Thanks a lot for your reply! Things are getting a bit clearer now :)

 

One goal is to compare the heterologous gene expression in a mutant strain between different timepoints. So that would be plate 1 - housekeeping genes and heterologous gene in 4 samples.

 

The second goal is to compare the secretory pathway genes in wt and the mutant strain (the theory is that the overexpression of the heterologous protein affects the secretory pathway). So it would be all genes for the same timepoints on one plate or all samples/3 genes on one plate and the rest on another plate.

I was actually thinking about using 384 well plates to fit all samples in one or two plates so that I don't have to duplicate some reactions.

 

If I'm getting it right, it's ok to have different dilutions for the different samples as long as Ct values for the normalizer genes are within the 20 - 30 range?

-Angrysh-

I see. There is no point in running the heterologue on the wt stain then, it would not amplify.

 

Fot the rest, if my calculation is corrct, once you can fit all samples per gene on one plate, you don't duplicate anything.

At most you have just 8 (+neg) samples x 3 = 27.  That is three full genes on 96-well. Next three genes you put on a second plate, and if my calculation is correct, the heterologue will only run on 4 (+1) samples x 3, which is 15 and that just fills up our second plate.
No need to do a 384-well.

As I said, all genes do not need to fit in the same plate, inter-gene differences are normalized anyway by the housekeepings, inter-sample differences cannot be, if they are in different runs.

◆ Task 1:
According to the qPCR forum exchange, what is the second goal of the experiment?
◆ Task 2:
Repeat the part of the qPCR forum exchange that begins at the words "As I said, all" and stops after the words "in different runs.".

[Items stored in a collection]
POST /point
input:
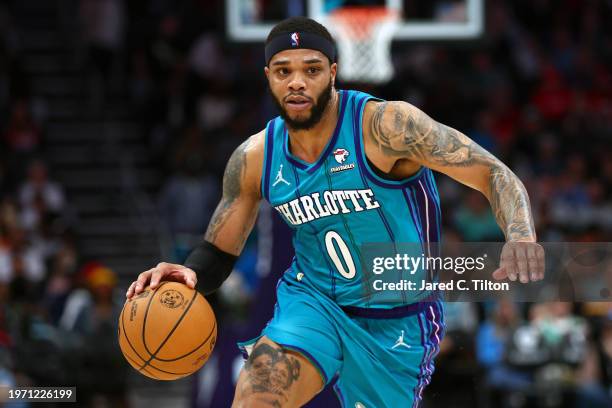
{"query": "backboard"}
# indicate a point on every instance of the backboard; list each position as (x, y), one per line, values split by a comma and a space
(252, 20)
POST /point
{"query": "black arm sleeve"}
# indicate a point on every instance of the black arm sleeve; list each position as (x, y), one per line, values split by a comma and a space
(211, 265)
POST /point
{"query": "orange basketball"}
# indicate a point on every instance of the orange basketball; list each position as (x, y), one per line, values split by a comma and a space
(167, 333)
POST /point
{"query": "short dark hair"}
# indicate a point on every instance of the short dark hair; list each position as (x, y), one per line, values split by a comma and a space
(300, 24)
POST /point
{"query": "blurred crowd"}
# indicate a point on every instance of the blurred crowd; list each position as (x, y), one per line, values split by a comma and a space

...

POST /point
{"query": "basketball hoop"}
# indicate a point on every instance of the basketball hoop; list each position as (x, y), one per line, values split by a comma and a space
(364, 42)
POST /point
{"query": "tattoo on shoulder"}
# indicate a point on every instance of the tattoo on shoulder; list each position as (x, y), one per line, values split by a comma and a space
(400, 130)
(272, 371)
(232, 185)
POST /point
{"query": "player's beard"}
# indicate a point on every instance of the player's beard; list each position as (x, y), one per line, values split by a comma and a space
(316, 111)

◆ Exercise output 1:
To compare the secretory pathway genes in the wt and the mutant strain.

◆ Exercise output 2:
As I said, all genes do not need to fit in the same plate, inter-gene differences are normalized anyway by the housekeepings, inter-sample differences cannot be, if they are in different runs.